### Verilen görev 1
Levent metninden "Bugünkü Levent semtinin" ifadesinden "Bankası'nın yöneticileri 1." ifadesine kadar uzanan bölümü aynen yazınız.

+++ Kaynak belge

Bugünkü Levent semtinin çekirdeğini oluşturan Levent'in ilk kısım
evlerinin yapımına, Emlak Kredi Bankası toplu konut projeleri çerçevesinde
1947 yılında başlandı, birinci mahalle 1950'de bitirildi. Üç mahalleli
birinci Levent ve 4. Levent olarak iki ayrı dönemde yapılan yerleşimin proje
müellifi, Prof. Kemal Ahmet Aru'dur. Kendisiyle yapılan bir konuşmada,
planlama çalışmasının 1947'lerde başladığını söylüyor. Aru'nun açıklamalarına
göre "40 paranın 1 kuruş olduğu" o tarihlerde Emlak Kredi Bankası,
Levent arazisinin metre karesini 1.5 kuruşa aldı. Bu alanda 700 bahçeli evden
oluşan bir plan önerildi. 4. Levent'in ise 1. Levent'ten farklı bir kavramla
geliştirildiğini belirtiyor Aru. Emlak Kredi Bankası'nın yöneticileri 1.

++++++

### Verilen görev 2
Kayıtlarda "Tag each instance of the white trim" ifadesini içeren satırdan kayıtların sonuna kadar uzanan bölümün tüm satırlarını aktarınız. Her iki uç da dahildir ve yanıtlardaki her koordinat sayısına 39 eklenmelidir.

+++ Veriler

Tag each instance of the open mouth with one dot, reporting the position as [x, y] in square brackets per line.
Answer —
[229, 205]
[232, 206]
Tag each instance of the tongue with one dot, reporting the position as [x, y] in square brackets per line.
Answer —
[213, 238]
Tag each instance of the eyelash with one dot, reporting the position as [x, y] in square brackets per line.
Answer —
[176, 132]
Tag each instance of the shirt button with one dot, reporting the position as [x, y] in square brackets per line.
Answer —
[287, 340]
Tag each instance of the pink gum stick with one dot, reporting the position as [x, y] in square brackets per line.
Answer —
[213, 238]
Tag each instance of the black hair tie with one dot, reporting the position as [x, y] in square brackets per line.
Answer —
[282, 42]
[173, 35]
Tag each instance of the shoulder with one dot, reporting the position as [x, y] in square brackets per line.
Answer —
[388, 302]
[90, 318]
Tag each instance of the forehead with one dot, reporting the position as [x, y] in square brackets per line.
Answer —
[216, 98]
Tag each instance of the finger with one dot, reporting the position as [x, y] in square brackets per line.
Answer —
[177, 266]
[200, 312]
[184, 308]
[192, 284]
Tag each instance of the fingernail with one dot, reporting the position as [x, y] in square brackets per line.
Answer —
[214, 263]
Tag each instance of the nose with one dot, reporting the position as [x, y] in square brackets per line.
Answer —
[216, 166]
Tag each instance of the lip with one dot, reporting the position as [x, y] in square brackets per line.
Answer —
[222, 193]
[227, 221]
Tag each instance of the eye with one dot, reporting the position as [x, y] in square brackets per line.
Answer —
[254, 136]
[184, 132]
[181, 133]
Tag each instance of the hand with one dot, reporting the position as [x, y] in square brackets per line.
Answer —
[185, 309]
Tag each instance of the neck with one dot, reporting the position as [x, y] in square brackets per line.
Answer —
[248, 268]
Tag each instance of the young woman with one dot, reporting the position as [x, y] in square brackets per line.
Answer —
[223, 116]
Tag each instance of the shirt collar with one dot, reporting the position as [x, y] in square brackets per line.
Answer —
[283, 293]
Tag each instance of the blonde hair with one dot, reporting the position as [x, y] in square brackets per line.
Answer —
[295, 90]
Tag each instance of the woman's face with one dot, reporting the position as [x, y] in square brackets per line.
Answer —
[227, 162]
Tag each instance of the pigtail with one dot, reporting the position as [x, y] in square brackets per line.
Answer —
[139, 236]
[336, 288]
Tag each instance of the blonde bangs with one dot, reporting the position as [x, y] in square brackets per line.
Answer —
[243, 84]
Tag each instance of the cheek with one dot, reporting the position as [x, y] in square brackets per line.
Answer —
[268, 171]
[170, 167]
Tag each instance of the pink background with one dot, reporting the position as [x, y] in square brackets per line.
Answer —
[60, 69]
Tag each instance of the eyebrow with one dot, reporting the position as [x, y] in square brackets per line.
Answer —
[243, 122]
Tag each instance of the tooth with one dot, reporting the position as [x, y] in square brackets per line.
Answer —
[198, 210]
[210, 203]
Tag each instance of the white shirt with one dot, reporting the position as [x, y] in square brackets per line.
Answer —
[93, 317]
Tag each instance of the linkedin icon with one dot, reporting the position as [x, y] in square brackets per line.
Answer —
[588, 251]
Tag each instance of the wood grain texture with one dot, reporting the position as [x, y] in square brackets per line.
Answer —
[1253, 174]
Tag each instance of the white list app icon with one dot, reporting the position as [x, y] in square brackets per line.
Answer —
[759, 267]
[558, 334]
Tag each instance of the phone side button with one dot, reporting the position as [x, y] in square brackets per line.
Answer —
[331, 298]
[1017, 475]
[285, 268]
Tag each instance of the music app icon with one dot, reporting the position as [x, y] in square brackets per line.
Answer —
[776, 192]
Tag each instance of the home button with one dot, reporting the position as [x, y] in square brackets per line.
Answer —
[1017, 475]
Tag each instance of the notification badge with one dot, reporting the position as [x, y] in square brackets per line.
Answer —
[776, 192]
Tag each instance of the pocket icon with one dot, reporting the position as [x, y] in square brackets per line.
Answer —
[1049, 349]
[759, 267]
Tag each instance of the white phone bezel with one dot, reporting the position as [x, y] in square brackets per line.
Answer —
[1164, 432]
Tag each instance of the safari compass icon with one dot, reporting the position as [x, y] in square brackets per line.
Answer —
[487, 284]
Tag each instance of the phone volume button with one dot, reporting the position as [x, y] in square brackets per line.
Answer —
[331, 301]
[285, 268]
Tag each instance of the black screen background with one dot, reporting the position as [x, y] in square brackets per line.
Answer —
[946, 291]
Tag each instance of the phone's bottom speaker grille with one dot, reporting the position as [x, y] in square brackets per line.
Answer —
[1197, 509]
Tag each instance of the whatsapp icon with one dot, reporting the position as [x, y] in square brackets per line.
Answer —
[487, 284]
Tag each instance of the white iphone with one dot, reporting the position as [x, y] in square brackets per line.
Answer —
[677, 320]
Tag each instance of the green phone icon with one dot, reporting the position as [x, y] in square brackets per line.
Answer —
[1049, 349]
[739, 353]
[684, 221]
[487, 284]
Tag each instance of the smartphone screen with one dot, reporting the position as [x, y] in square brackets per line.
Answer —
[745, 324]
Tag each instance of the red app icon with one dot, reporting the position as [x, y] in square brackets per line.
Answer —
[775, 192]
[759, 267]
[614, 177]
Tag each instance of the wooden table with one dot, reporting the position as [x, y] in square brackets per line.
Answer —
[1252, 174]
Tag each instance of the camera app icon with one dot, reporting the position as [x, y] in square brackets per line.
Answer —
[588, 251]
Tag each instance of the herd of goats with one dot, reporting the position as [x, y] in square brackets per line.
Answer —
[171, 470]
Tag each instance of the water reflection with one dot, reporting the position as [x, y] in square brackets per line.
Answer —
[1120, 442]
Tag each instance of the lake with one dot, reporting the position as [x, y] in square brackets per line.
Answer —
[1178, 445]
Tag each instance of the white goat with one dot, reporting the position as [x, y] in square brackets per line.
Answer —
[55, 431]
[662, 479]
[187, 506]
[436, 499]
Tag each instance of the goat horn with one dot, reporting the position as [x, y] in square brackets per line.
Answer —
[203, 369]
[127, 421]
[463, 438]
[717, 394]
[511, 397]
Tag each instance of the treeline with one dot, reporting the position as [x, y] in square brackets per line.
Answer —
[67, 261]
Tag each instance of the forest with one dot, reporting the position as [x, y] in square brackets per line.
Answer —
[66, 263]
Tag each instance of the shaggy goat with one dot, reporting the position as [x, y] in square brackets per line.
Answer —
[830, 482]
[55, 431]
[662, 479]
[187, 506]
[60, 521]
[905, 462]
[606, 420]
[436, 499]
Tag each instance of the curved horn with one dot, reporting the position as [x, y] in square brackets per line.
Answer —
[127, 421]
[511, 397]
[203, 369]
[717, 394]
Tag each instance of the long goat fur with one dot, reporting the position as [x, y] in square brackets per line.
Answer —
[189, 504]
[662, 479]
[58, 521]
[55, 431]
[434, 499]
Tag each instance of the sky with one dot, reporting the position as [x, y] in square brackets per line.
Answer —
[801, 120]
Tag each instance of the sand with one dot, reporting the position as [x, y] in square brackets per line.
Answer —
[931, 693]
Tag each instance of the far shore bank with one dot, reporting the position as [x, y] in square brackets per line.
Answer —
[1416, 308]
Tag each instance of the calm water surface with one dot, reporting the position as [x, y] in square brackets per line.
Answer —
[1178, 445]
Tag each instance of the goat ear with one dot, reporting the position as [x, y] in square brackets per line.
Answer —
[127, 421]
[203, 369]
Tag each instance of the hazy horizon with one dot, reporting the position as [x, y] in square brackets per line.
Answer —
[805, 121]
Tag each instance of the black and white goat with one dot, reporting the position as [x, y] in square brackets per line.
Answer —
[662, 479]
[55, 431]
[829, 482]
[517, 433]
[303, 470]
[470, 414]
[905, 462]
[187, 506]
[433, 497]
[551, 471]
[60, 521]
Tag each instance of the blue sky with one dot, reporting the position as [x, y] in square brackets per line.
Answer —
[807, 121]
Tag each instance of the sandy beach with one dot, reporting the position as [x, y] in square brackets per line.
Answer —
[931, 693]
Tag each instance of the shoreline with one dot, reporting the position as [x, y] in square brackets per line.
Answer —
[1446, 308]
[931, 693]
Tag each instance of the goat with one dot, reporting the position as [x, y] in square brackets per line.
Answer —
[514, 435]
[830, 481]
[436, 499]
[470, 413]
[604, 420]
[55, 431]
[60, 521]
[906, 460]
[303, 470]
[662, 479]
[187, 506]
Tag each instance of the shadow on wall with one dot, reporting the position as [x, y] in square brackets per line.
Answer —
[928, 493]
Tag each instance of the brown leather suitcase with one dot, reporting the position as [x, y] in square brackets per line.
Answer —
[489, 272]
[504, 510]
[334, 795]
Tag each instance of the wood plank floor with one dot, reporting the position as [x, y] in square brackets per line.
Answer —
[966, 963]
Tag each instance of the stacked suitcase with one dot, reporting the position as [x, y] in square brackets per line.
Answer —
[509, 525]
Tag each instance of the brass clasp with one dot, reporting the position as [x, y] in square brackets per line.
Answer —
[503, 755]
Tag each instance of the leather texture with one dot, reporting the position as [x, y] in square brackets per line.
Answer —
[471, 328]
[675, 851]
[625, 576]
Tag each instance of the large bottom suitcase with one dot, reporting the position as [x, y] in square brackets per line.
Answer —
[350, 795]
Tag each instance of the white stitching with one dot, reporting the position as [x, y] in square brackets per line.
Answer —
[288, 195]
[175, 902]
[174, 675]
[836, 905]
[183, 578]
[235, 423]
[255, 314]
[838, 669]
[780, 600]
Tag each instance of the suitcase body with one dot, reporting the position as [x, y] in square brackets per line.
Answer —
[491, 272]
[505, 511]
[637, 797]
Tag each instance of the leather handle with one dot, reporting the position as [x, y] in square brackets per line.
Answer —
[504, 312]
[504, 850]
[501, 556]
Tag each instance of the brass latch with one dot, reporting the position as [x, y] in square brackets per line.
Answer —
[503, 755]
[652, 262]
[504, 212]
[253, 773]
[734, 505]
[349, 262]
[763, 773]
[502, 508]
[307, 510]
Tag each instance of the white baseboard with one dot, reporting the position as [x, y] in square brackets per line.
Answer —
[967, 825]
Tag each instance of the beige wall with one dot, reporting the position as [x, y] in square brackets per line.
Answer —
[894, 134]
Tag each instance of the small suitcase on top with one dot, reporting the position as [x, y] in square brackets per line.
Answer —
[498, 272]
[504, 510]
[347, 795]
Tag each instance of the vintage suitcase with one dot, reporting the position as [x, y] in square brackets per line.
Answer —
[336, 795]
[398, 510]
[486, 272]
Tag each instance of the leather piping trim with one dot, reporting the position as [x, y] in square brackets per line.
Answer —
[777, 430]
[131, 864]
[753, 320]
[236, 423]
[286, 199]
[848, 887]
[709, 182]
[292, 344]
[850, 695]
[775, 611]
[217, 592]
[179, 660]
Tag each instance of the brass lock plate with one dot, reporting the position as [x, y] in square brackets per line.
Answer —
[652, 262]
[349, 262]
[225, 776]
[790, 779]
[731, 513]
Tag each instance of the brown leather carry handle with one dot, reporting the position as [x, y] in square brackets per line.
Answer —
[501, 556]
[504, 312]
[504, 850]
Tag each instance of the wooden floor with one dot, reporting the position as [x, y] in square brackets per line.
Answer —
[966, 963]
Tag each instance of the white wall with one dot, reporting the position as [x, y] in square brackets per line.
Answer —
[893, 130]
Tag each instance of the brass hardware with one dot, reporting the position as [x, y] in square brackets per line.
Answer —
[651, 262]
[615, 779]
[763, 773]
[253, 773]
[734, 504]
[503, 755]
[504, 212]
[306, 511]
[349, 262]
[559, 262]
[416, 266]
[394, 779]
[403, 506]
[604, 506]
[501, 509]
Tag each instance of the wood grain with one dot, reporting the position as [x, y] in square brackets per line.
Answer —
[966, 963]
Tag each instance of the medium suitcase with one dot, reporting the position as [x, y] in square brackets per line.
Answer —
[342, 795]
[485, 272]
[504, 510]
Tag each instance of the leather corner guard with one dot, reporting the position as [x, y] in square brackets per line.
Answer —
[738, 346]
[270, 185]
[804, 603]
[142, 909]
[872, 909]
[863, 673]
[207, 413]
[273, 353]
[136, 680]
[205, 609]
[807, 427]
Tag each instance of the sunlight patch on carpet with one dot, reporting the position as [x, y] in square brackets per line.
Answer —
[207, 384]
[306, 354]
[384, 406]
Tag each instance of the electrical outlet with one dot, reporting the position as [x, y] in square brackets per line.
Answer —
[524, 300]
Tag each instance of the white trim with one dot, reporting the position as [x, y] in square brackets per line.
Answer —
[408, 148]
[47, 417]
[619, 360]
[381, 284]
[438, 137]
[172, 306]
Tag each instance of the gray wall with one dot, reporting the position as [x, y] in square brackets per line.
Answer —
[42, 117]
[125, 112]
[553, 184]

++++++

### Eksiksiz yanıt 1
Bugünkü Levent semtinin çekirdeğini oluşturan Levent'in ilk kısım
evlerinin yapımına, Emlak Kredi Bankası toplu konut projeleri çerçevesinde
1947 yılında başlandı, birinci mahalle 1950'de bitirildi. Üç mahalleli
birinci Levent ve 4. Levent olarak iki ayrı dönemde yapılan yerleşimin proje
müellifi, Prof. Kemal Ahmet Aru'dur. Kendisiyle yapılan bir konuşmada,
planlama çalışmasının 1947'lerde başladığını söylüyor. Aru'nun açıklamalarına
göre "40 paranın 1 kuruş olduğu" o tarihlerde Emlak Kredi Bankası,
Levent arazisinin metre karesini 1.5 kuruşa aldı. Bu alanda 700 bahçeli evden
oluşan bir plan önerildi. 4. Levent'in ise 1. Levent'ten farklı bir kavramla
geliştirildiğini belirtiyor Aru. Emlak Kredi Bankası'nın yöneticileri 1.

### Eksiksiz yanıt 2
Tag each instance of the white trim with one dot, reporting the position as [x, y] in square brackets per line.
Answer —
[447, 187]
[86, 456]
[658, 399]
[420, 323]
[477, 176]
[211, 345]
Tag each instance of the gray wall with one dot, reporting the position as [x, y] in square brackets per line.
Answer —
[81, 156]
[164, 151]
[592, 223]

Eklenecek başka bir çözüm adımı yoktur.